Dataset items
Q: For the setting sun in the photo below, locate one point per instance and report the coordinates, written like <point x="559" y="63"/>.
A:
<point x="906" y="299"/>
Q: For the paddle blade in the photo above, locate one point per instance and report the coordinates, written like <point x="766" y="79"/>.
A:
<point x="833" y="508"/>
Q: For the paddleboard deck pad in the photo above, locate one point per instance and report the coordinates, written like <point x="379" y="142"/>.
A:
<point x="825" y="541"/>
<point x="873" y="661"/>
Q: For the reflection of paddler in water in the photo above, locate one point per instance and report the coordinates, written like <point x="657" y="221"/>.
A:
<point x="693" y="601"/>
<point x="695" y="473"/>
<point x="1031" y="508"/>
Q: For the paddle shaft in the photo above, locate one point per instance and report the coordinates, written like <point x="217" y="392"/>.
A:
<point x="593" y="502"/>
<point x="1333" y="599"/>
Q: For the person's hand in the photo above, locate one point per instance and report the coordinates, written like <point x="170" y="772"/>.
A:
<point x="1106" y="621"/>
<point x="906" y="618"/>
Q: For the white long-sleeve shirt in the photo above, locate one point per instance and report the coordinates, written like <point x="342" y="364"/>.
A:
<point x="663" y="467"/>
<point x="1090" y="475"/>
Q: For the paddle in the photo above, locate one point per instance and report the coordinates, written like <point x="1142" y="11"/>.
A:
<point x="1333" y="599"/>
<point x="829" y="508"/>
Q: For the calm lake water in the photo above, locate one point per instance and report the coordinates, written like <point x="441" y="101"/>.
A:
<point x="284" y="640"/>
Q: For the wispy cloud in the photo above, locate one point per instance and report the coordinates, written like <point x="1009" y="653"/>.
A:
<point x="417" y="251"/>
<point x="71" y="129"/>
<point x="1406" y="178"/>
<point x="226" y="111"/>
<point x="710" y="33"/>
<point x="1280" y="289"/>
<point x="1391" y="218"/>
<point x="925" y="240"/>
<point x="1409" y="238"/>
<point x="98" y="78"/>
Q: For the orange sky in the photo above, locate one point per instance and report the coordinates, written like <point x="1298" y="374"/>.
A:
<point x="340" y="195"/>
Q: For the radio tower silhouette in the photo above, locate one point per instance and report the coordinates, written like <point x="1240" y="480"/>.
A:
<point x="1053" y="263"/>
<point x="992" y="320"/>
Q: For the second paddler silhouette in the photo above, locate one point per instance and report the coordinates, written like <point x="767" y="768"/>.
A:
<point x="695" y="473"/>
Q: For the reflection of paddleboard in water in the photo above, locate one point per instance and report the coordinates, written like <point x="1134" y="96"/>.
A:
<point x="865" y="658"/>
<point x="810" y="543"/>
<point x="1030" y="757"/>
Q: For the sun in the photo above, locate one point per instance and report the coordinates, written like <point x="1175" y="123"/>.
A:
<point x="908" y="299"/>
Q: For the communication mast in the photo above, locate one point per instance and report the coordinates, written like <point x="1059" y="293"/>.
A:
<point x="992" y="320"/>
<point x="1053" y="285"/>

Exercise description: Print the records once more, exactly as they were given.

Written solution:
Q: For the setting sun in the photo below, locate one point per instance and report the coordinates, written like <point x="559" y="63"/>.
A:
<point x="906" y="299"/>
Q: For the paddle blade in the photo above, locate one point per instance and report the coordinates, written like <point x="766" y="79"/>.
A:
<point x="833" y="508"/>
Q: For the paddleboard deck pad in the photo above, locate one point per instance and report the coordinates, written like <point x="379" y="142"/>.
A:
<point x="825" y="541"/>
<point x="873" y="661"/>
Q: For the reflection of paddler in water in the photo above, locate one point per instance and report the coordinates, written like <point x="657" y="221"/>.
A:
<point x="693" y="601"/>
<point x="695" y="473"/>
<point x="1031" y="508"/>
Q: For the paddle shaft in the photo above, locate one point per instance and report the coordinates, written like <point x="217" y="392"/>.
A:
<point x="593" y="502"/>
<point x="1333" y="599"/>
Q: For the person's hand in the photo above, locate one point per instance and report the coordinates, written like <point x="170" y="772"/>.
A:
<point x="1106" y="621"/>
<point x="906" y="618"/>
Q: For the white long-sleeve shirt in the photo above, locate one point per instance and report the coordinates, written like <point x="342" y="364"/>.
A:
<point x="663" y="467"/>
<point x="1090" y="475"/>
Q: For the paddle in the photo above, locate one point per instance and report the coordinates, written like <point x="1142" y="11"/>.
A:
<point x="1333" y="599"/>
<point x="829" y="508"/>
Q: For the calm lake water in the photo above, locate one point per instance and report the coordinates, written like <point x="441" y="101"/>.
A:
<point x="284" y="640"/>
Q: For the wispy cloud in the photo above, locate one point per instance and report the coordinates, written like <point x="1009" y="653"/>.
A:
<point x="417" y="251"/>
<point x="71" y="129"/>
<point x="1406" y="178"/>
<point x="226" y="111"/>
<point x="710" y="33"/>
<point x="1280" y="289"/>
<point x="1391" y="218"/>
<point x="925" y="240"/>
<point x="1409" y="238"/>
<point x="98" y="78"/>
Q: For the orange sky in the photo above, locate one point per instance and report the coordinates, written like <point x="1298" y="374"/>.
A:
<point x="340" y="195"/>
Q: For the radio tower silhouette in the photo above, locate one point per instance and report the coordinates, written like <point x="1240" y="480"/>.
A:
<point x="1053" y="263"/>
<point x="992" y="320"/>
Q: For the second paddler silhouette in the photo above, locate one point per instance and report the coordinates, written like <point x="767" y="768"/>.
A:
<point x="695" y="473"/>
Q: For the reflection of paddleboard in water in the photo above, locate one point per instance and report the coordinates, written like <point x="1134" y="96"/>.
A:
<point x="865" y="658"/>
<point x="810" y="543"/>
<point x="1030" y="757"/>
Q: For the sun in the photo above, locate one point per instance and report the coordinates, written like <point x="1175" y="123"/>.
A:
<point x="908" y="299"/>
Q: For the communication mast in the photo above, locate one point per instance and report the coordinates, written like <point x="1059" y="293"/>.
A:
<point x="992" y="320"/>
<point x="1053" y="285"/>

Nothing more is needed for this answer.